§ **Exercise**:
Within the records that follow, restate exactly the lines from the line with "Where can you spot the tree?" down to the line with "Where can you spot the metal pole?", including both. Omit the pictures.

§ **Source data**:
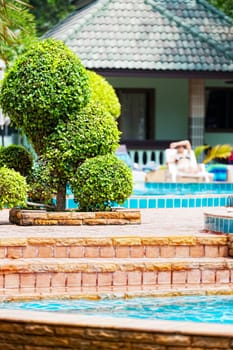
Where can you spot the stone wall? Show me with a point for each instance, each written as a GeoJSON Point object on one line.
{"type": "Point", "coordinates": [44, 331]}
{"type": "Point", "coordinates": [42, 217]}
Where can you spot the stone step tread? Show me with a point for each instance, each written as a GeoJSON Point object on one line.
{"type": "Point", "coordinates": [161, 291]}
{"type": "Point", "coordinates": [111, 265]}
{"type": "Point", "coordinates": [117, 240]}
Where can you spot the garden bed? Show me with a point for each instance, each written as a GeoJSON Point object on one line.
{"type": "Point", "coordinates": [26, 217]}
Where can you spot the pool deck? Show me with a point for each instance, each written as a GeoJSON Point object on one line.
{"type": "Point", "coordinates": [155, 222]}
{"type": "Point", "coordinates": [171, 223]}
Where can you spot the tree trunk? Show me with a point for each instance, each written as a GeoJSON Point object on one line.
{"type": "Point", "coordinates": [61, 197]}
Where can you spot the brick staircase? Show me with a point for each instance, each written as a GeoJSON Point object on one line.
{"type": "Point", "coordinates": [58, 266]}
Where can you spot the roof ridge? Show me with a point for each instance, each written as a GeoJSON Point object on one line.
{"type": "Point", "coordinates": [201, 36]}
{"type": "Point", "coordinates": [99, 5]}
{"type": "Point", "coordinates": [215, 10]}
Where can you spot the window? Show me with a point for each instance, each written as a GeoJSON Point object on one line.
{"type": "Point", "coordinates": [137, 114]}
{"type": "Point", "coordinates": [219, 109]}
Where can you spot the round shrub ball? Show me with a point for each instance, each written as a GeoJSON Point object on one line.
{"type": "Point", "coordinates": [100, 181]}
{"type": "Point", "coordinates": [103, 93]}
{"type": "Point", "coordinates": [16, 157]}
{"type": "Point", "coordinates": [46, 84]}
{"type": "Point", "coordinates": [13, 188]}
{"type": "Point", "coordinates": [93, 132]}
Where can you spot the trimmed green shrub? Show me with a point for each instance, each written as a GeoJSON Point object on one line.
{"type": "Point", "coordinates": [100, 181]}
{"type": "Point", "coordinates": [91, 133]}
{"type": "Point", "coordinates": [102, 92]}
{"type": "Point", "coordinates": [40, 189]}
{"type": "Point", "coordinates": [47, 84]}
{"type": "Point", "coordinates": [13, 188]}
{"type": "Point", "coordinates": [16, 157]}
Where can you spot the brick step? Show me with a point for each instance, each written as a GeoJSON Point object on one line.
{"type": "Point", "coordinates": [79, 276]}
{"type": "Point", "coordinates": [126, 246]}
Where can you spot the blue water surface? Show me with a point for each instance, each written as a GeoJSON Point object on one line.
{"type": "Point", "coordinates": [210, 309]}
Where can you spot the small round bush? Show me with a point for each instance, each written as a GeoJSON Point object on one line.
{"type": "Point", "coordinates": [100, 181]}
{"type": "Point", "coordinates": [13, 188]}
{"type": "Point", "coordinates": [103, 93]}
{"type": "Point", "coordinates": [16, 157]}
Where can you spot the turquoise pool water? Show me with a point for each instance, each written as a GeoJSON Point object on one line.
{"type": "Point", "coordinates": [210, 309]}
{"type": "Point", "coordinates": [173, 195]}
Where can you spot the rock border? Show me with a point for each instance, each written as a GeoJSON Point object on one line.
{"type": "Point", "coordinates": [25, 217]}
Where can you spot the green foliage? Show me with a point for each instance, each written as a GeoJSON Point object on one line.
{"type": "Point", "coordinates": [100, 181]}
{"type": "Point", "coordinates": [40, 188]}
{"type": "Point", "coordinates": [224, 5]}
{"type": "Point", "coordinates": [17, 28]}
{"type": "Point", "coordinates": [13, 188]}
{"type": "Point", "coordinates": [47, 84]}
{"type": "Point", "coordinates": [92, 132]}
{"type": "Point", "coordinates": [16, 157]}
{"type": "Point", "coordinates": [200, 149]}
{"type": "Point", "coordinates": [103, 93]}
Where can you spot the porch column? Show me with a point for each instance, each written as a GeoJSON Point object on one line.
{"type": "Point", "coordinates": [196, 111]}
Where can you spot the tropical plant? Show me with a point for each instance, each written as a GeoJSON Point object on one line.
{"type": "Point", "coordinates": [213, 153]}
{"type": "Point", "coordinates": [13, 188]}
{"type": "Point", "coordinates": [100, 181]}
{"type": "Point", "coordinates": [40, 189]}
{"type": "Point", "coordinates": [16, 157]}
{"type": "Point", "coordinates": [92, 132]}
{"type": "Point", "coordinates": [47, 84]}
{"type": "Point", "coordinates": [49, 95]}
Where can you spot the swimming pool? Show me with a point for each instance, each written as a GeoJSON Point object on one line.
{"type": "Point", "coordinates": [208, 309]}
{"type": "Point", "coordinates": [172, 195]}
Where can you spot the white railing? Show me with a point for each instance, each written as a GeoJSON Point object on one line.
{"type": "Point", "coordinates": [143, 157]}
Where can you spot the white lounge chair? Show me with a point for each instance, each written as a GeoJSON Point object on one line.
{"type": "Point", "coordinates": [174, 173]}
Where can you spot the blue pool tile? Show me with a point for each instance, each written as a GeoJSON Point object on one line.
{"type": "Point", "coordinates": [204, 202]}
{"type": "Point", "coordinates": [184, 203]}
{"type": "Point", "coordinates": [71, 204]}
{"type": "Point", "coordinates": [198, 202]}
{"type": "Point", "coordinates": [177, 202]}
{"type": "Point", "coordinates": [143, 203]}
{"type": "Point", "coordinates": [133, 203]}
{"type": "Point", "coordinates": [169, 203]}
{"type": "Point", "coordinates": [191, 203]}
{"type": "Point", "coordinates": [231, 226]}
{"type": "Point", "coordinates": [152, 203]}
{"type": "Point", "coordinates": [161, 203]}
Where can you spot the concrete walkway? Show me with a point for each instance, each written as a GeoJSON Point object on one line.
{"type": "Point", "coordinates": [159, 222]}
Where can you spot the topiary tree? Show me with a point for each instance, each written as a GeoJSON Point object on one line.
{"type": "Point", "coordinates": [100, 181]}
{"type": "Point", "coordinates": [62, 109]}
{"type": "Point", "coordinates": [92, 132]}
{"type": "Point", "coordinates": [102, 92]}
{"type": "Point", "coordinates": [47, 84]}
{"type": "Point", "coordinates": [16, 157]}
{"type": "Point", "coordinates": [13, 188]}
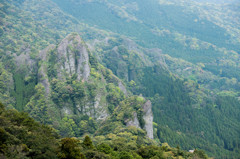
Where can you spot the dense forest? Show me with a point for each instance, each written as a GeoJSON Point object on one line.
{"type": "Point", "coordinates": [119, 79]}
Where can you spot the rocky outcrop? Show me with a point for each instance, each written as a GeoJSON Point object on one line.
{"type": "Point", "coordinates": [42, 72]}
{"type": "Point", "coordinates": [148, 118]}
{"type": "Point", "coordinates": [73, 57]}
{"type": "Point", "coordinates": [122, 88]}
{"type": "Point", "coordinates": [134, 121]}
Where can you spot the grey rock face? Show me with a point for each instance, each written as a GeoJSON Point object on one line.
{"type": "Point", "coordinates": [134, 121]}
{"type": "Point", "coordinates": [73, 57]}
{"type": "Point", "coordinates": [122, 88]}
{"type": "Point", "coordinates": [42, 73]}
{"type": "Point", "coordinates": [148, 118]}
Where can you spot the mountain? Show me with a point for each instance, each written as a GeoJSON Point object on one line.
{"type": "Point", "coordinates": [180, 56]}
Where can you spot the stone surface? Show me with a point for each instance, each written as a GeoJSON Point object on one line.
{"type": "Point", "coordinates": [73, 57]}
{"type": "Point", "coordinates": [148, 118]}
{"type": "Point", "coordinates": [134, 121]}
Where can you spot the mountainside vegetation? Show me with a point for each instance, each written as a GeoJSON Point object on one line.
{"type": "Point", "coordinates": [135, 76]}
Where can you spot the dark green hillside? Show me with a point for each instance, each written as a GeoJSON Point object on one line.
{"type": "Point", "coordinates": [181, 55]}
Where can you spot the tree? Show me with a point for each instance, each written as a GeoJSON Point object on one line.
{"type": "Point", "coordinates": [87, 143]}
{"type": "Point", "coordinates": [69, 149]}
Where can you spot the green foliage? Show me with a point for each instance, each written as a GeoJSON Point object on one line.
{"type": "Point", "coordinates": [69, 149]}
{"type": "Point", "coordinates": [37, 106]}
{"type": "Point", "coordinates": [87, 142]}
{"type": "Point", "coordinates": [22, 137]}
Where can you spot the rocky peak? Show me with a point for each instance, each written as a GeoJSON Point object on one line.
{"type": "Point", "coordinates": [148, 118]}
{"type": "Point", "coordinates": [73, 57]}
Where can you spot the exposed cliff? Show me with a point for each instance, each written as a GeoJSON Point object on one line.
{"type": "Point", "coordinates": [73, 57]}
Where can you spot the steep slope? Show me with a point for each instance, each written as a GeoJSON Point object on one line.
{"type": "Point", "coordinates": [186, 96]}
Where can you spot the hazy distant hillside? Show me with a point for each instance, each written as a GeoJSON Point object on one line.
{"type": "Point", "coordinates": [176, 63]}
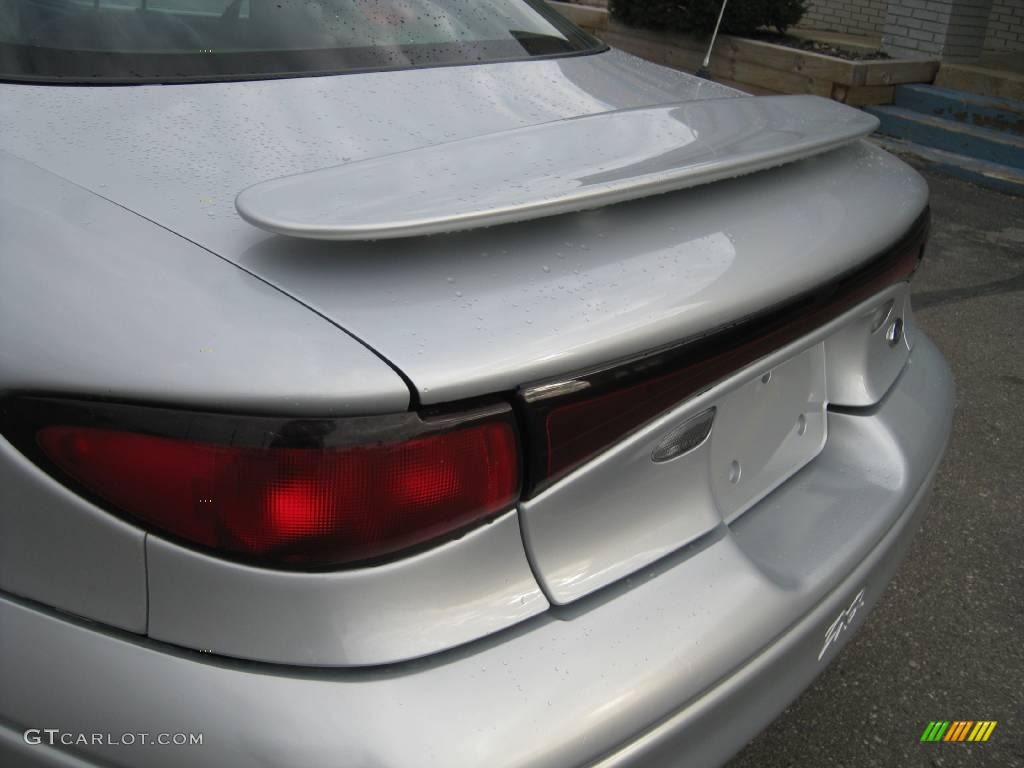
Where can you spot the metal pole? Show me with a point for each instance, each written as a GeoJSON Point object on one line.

==

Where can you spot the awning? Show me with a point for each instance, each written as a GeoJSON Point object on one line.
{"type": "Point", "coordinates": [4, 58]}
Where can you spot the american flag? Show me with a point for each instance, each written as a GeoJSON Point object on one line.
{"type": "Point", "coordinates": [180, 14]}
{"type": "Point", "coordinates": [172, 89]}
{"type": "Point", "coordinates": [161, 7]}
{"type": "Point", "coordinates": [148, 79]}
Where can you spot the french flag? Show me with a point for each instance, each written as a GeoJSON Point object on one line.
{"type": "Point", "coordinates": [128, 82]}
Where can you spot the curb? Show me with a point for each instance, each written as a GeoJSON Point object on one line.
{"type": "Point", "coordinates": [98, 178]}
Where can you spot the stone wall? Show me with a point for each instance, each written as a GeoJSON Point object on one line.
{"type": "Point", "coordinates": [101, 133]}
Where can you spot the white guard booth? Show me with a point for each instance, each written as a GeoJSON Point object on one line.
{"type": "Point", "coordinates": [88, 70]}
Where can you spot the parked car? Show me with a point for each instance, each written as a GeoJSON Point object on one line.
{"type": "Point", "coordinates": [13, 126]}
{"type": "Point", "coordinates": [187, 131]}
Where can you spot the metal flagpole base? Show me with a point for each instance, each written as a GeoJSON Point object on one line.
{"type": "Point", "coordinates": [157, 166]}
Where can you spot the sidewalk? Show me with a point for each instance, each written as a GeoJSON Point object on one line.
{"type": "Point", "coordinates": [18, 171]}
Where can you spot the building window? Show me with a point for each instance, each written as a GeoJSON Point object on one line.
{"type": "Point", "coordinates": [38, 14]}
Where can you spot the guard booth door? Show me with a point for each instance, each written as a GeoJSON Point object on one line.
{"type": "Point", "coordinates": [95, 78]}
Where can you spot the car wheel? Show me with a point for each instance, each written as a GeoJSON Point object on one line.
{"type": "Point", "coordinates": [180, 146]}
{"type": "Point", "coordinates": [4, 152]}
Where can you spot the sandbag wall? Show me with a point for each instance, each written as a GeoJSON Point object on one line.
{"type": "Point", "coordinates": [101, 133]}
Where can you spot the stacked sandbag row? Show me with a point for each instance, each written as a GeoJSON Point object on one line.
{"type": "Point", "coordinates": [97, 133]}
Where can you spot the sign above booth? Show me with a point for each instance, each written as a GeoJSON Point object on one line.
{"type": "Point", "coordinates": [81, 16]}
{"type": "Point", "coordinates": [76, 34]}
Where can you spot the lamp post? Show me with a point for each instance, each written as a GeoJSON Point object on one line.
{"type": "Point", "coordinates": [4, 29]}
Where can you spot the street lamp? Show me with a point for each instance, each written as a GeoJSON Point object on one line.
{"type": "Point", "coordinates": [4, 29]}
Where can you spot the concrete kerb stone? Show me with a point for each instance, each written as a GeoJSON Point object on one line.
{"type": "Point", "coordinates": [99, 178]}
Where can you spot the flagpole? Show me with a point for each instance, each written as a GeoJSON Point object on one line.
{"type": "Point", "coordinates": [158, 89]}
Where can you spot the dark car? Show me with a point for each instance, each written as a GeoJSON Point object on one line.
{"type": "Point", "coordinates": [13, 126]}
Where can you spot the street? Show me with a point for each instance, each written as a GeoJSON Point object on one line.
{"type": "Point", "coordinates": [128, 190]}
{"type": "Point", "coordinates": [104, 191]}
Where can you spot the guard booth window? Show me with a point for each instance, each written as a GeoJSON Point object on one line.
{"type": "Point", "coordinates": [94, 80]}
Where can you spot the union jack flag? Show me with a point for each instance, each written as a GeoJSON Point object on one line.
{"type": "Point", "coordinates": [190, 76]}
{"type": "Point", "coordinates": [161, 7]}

§ **Result for this task**:
Where can you spot the tree? Show me with a point for each instance, each written as a GeoJSON Point object on one line.
{"type": "Point", "coordinates": [87, 143]}
{"type": "Point", "coordinates": [69, 149]}
Where can you spot the green foliage? Show me with a point for each instance, each written as a GeoJSON Point object on one line.
{"type": "Point", "coordinates": [69, 149]}
{"type": "Point", "coordinates": [37, 106]}
{"type": "Point", "coordinates": [87, 142]}
{"type": "Point", "coordinates": [22, 137]}
Where can you spot the rocky peak? Show me with a point for each instance, each written as a GeoJSON Point object on one line.
{"type": "Point", "coordinates": [148, 118]}
{"type": "Point", "coordinates": [73, 57]}
Where can you spot the exposed cliff? Show me with a point for each instance, each written as a GeoJSON Point object on one line.
{"type": "Point", "coordinates": [73, 57]}
Where can you spot the steep slope? Show me with a point for each instance, each written as a GeoJSON Point object on one line.
{"type": "Point", "coordinates": [186, 96]}
Where can you spot the hazy distant hillside? Show me with a point for each instance, each written as a GeoJSON Point object on one line.
{"type": "Point", "coordinates": [176, 63]}
Where can you spot the metal pole? Show me with a point for each instance, each written as a GeoJSON Point object on one line.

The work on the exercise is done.